阅读摘录 -
前言

亚马逊推出的Aurora数据库引擎,支持一份存储,一主多读的架构。这个架构和Oracle RAC类似,也是共享存储,但是只有一个实例可以执行写操作,其他实例只能执行读操作。相比传统的基于复制的一主多读,节约了存储和网络带宽的成本。

我们可以使用PostgreSQL的hot standby模式来模拟这种共享存储一主多读的架构,但是需要注意几点,hot standby也会对数据库有写的动作,例如recovery时,会修改控制文件,数据文件等等,这些操作是多余的。另外很多状态是存储在内存中的,所以内存状态也需要更新。

还有需要注意的是:

  1. pg_xlog
  2. pg_log
  3. pg_clog
  4. pg_multixact
  5. postgresql.conf
  6. recovery.conf
  7. postmaster.pid

最终实现一主多备的架构,需要通过改PG内核来实现:

  1. 这些文件应该是每个实例对应一份。 postgresql.conf, recovery.conf, postmaster.pid, pg_control
  2. hot standby不执行实际的恢复操作,但是需要更新自己的内存状态,如当前的OID,XID等等,以及更新自己的pg_control。
  3. 在多实例间,要实现主到备节点的OS脏页的同步,数据库shared buffer脏页的同步。

模拟过程

不改任何代码,在同一主机下启多实例测试,会遇到一些问题。(后面有问题描述,以及如何修改代码来修复这些问题)

任务内容 -
根据关于Aurora与PostgreSQL一主多读架构的摘录回答:
1. Aurora的这种架构中,有几个实例可以执行写操作?
2. 文中举例说,hot standby在recovery时会修改哪些文件?
3. 文中说hot standby需要更新自己的哪些内存状态?
完成本题无需参考这些行。

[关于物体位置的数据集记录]
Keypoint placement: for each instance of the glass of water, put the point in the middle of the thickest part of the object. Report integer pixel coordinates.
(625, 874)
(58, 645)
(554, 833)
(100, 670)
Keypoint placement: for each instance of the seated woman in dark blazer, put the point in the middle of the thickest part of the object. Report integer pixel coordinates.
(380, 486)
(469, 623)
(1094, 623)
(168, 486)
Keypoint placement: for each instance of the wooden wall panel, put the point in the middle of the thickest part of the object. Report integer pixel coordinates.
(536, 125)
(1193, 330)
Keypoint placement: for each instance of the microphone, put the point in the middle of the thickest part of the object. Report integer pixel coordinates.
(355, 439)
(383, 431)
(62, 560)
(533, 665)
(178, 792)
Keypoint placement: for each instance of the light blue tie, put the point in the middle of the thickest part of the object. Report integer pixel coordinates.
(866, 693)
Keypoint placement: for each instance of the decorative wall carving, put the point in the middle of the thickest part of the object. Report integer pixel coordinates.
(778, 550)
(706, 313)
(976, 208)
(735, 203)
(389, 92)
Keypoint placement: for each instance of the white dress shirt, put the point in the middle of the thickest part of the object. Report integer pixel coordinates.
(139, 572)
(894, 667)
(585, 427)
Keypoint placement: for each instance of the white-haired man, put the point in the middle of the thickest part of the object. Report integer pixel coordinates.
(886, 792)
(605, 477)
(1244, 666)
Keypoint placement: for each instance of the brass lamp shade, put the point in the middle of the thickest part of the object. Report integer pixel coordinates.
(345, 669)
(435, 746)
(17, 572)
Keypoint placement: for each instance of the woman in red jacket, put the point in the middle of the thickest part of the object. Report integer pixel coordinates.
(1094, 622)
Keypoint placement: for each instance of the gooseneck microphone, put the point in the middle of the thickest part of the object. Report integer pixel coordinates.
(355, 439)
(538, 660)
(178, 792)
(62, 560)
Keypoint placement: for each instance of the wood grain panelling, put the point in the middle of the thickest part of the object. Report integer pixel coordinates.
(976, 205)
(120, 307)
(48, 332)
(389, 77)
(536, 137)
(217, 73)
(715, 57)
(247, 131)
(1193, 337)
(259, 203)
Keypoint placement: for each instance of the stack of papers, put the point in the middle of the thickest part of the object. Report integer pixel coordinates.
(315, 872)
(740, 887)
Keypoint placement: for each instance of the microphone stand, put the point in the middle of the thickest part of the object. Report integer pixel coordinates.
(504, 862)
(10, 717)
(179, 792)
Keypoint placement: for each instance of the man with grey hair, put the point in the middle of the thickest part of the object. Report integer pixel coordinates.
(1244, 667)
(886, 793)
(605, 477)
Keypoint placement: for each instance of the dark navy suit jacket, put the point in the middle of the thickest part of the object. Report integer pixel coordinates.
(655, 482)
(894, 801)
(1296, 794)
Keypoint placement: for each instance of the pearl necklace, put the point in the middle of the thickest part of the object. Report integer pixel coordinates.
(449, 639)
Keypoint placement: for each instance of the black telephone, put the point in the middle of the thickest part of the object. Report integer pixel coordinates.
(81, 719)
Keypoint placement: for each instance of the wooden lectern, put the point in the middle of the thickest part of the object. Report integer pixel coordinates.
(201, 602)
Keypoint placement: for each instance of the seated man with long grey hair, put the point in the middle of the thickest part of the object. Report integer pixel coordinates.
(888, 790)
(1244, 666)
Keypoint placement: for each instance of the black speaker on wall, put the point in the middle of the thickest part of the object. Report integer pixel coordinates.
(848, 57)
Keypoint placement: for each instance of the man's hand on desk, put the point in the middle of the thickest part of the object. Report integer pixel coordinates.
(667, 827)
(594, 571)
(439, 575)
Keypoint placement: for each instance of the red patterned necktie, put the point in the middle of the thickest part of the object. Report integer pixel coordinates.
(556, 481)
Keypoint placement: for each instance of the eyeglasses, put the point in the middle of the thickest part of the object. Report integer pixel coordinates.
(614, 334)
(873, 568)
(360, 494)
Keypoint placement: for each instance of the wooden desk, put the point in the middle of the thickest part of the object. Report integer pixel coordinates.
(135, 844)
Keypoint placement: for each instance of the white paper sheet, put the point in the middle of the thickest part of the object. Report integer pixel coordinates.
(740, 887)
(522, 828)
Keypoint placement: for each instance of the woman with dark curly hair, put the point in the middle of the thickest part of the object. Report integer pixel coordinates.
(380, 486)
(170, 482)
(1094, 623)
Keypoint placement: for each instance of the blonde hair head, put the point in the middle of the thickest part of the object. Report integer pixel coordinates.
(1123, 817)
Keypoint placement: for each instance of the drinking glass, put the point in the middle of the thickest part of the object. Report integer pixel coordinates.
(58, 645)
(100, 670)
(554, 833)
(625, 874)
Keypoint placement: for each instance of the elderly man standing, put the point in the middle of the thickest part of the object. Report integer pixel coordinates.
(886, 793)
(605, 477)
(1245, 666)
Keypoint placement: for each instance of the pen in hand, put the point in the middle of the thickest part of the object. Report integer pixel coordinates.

问题解答 -
1. 只有一个实例。
2. 控制文件和数据文件等。
3. 当前的OID、XID等。